Historians who write about sex in the 1800s sometimes present it as having different layers—with The Busy Fleas and Concerns about Girls on Bikes being examples of two very different layers. Here are a few more layers that make sex in the 1800s all the more interesting:

What percentage of American women could even get on a bicycle in the 1800s when our physicians were prescribing large amounts of opium and morphine for everything from headaches and depression to menstrual pain and sleepless nights? By 1872, a half million pounds of opium poppies were being legally processed in America each year, and the morphine that came from them was being used like Tylenol and Prozac are today. By 1898, a new wonder drug called heroin was being billed as a totally safe, non-addictive substitute for opium and morphine.

Narcotics were more often prescribed for women, who took them at home, while men seemed to prefer alcohol, which they consumed in more public settings like saloons and concert halls.

Questions:
A: Using the page text, answer these:
(i) How many pounds of opium poppies were being legally processed in America each year by 1872?
(ii) What new drug was being billed by 1898 as a safe, non-addictive substitute for opium and morphine?
(iii) In what public settings did men consume alcohol?
B: Reproduce the page text from "Narcotics were more" to "and concert halls.".

Entries provided:

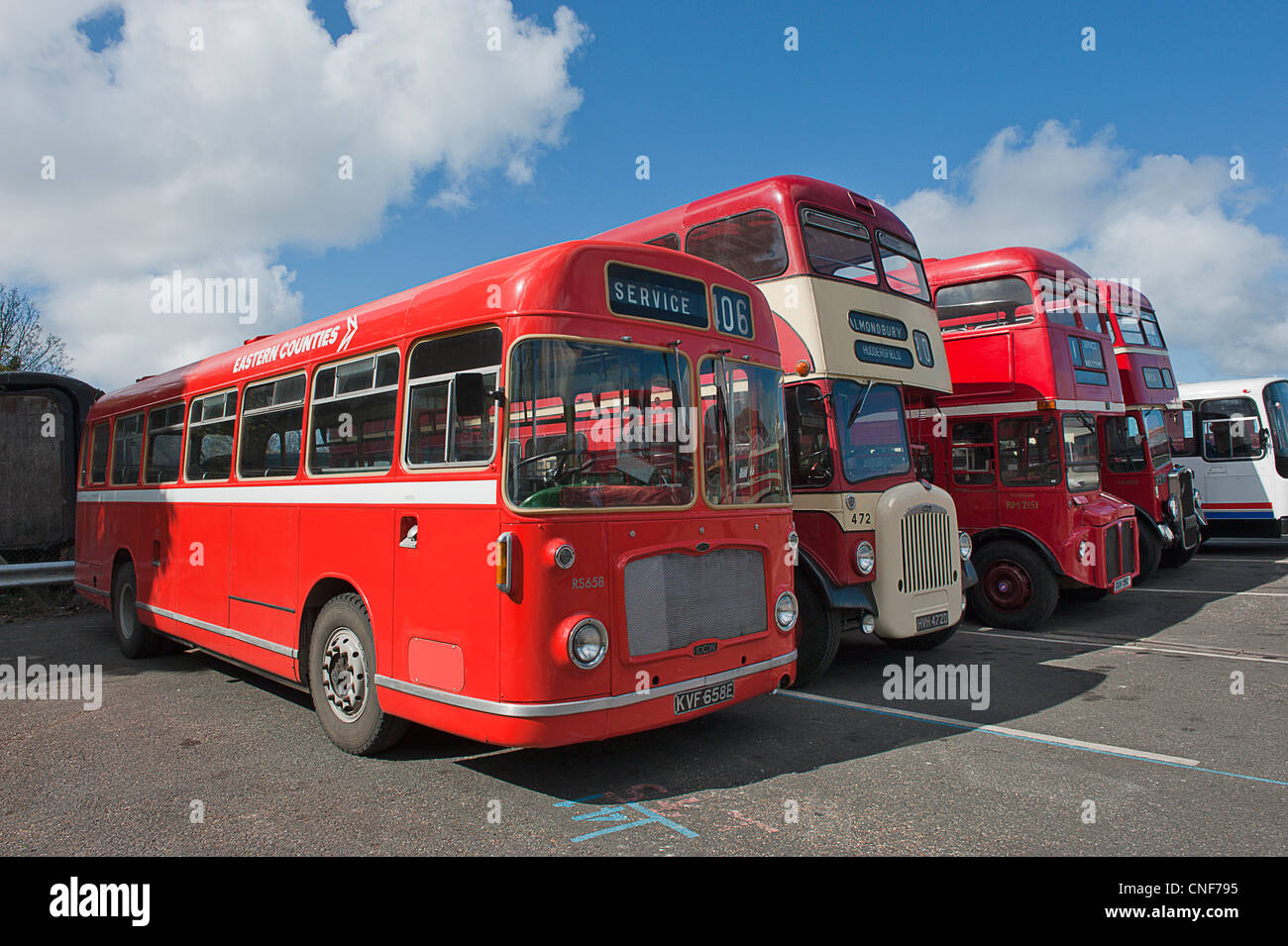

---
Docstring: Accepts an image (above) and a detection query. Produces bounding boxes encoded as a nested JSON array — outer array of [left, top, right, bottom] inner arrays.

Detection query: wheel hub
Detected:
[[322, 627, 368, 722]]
* * *
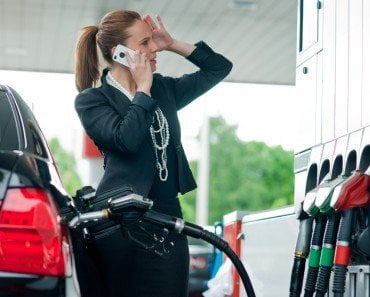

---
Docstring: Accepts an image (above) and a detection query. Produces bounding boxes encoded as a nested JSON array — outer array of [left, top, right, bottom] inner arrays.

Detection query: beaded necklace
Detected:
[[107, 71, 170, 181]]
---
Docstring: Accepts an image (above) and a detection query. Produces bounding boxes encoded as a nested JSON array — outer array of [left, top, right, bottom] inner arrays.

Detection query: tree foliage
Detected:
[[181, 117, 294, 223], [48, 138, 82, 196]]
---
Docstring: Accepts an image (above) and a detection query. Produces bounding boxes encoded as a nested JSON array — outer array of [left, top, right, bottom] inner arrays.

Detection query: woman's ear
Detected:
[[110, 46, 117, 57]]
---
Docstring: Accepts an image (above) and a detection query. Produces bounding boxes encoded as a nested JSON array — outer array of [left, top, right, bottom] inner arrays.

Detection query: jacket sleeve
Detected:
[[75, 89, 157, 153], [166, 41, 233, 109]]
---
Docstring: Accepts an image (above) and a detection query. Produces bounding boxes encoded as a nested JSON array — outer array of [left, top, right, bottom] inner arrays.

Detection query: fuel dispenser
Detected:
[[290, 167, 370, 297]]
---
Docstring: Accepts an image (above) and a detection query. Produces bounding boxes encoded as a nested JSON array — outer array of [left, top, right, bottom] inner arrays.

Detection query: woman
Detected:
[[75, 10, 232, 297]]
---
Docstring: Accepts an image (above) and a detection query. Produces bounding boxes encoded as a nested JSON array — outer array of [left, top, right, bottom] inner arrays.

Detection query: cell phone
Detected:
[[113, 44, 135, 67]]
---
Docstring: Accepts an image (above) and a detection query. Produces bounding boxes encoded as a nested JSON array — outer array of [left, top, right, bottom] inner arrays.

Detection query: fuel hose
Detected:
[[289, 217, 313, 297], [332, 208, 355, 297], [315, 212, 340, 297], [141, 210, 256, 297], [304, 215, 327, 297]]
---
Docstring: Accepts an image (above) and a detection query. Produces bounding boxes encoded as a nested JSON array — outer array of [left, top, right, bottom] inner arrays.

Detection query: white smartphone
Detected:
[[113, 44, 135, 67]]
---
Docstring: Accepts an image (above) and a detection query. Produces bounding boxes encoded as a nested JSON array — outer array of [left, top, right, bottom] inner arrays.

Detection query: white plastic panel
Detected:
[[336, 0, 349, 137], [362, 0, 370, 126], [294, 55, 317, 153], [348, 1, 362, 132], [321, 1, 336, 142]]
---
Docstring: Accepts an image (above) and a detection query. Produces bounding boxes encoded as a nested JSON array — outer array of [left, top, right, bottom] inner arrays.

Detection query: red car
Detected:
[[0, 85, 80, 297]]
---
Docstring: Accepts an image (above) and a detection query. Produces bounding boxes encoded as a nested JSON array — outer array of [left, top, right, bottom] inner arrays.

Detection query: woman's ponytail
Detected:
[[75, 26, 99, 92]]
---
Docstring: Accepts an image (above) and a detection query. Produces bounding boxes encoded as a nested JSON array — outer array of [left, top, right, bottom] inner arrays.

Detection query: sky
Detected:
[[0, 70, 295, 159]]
--
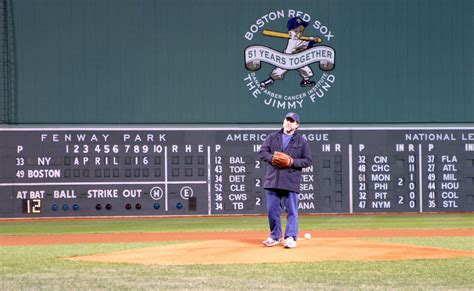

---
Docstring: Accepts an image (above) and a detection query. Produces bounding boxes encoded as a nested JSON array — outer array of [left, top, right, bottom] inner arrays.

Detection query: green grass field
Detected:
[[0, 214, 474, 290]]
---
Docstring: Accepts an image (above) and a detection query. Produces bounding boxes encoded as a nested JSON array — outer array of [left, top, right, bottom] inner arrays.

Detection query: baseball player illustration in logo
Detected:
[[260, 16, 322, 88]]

Exercise responses:
A:
(i) A half million pounds.
(ii) Heroin.
(iii) Saloons and concert halls.

B:
Narcotics were more often prescribed for women, who took them at home, while men seemed to prefer alcohol, which they consumed in more public settings like saloons and concert halls.